Please gather every line in the rows below that contains the word "balcony", and copy each one in full.

>> Begin Extracted data

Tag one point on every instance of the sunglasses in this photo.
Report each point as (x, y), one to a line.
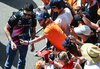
(27, 14)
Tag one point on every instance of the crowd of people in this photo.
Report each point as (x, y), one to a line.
(71, 28)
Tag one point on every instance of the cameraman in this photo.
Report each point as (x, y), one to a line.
(17, 28)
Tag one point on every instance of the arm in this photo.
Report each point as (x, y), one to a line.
(76, 41)
(89, 23)
(33, 33)
(70, 7)
(6, 29)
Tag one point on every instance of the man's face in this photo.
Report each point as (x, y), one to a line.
(27, 14)
(55, 9)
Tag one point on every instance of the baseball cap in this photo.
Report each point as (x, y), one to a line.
(67, 41)
(53, 3)
(42, 14)
(84, 30)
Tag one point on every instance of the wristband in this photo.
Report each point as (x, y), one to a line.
(10, 40)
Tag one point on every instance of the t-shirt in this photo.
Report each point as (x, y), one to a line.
(69, 65)
(89, 65)
(20, 25)
(64, 20)
(55, 35)
(76, 2)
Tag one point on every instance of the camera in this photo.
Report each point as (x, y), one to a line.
(46, 58)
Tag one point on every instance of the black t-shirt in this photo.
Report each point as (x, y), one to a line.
(19, 25)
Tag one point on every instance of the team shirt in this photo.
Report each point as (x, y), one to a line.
(19, 25)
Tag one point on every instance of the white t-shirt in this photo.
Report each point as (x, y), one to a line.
(64, 20)
(89, 65)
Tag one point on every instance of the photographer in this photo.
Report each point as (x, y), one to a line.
(18, 28)
(64, 61)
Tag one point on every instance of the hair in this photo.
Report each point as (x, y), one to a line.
(28, 7)
(59, 6)
(46, 22)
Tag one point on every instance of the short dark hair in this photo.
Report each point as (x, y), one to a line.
(28, 7)
(72, 47)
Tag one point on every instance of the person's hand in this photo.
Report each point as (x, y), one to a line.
(77, 8)
(72, 38)
(32, 48)
(13, 45)
(72, 30)
(77, 66)
(24, 42)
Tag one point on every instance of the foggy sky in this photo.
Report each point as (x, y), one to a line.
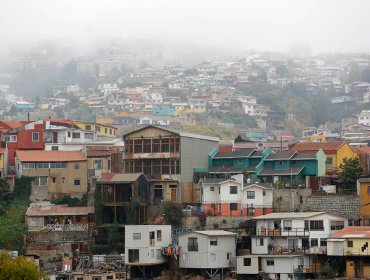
(274, 25)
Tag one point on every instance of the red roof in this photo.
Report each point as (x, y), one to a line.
(363, 150)
(58, 210)
(353, 232)
(312, 147)
(50, 156)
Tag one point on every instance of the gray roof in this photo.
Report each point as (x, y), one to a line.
(241, 153)
(179, 132)
(215, 180)
(267, 171)
(288, 215)
(262, 185)
(281, 155)
(303, 156)
(215, 232)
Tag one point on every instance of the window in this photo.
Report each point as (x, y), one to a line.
(10, 138)
(98, 164)
(287, 224)
(185, 257)
(193, 244)
(40, 181)
(251, 194)
(28, 165)
(247, 261)
(158, 191)
(336, 225)
(314, 242)
(136, 236)
(35, 137)
(76, 135)
(317, 225)
(233, 189)
(133, 255)
(233, 206)
(89, 136)
(159, 235)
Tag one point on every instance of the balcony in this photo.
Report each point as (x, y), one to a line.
(277, 232)
(280, 250)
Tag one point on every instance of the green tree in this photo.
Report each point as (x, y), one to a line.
(18, 268)
(349, 171)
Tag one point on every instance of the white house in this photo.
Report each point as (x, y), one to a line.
(285, 243)
(208, 250)
(143, 244)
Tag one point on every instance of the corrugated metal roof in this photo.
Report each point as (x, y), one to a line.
(215, 232)
(50, 156)
(288, 215)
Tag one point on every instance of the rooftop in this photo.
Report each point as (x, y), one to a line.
(310, 147)
(288, 215)
(353, 232)
(50, 156)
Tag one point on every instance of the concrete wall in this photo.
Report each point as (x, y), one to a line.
(344, 205)
(290, 199)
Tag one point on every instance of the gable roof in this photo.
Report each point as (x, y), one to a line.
(332, 147)
(240, 153)
(49, 156)
(281, 155)
(176, 131)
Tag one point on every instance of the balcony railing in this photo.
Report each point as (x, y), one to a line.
(281, 232)
(290, 250)
(193, 247)
(67, 227)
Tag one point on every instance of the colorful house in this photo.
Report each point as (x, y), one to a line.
(55, 173)
(352, 245)
(292, 167)
(364, 193)
(335, 153)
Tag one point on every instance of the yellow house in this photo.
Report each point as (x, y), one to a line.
(102, 130)
(352, 243)
(55, 173)
(335, 152)
(364, 192)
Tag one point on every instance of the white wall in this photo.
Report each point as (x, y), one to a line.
(148, 254)
(203, 257)
(251, 269)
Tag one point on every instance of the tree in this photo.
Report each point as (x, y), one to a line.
(18, 268)
(349, 171)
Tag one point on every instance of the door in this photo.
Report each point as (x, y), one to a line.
(173, 195)
(55, 137)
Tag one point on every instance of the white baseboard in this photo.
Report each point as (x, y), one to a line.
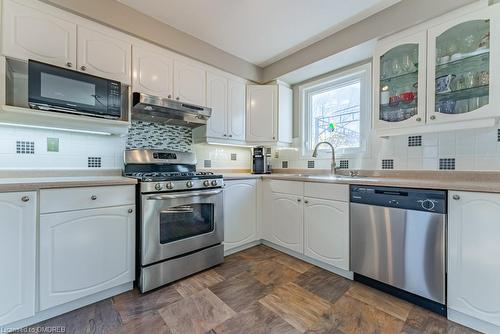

>> End Extracted data

Written solution
Tag one point on every instance of the balcony in this photo.
Tag one point on every instance of the balcony railing in this photo.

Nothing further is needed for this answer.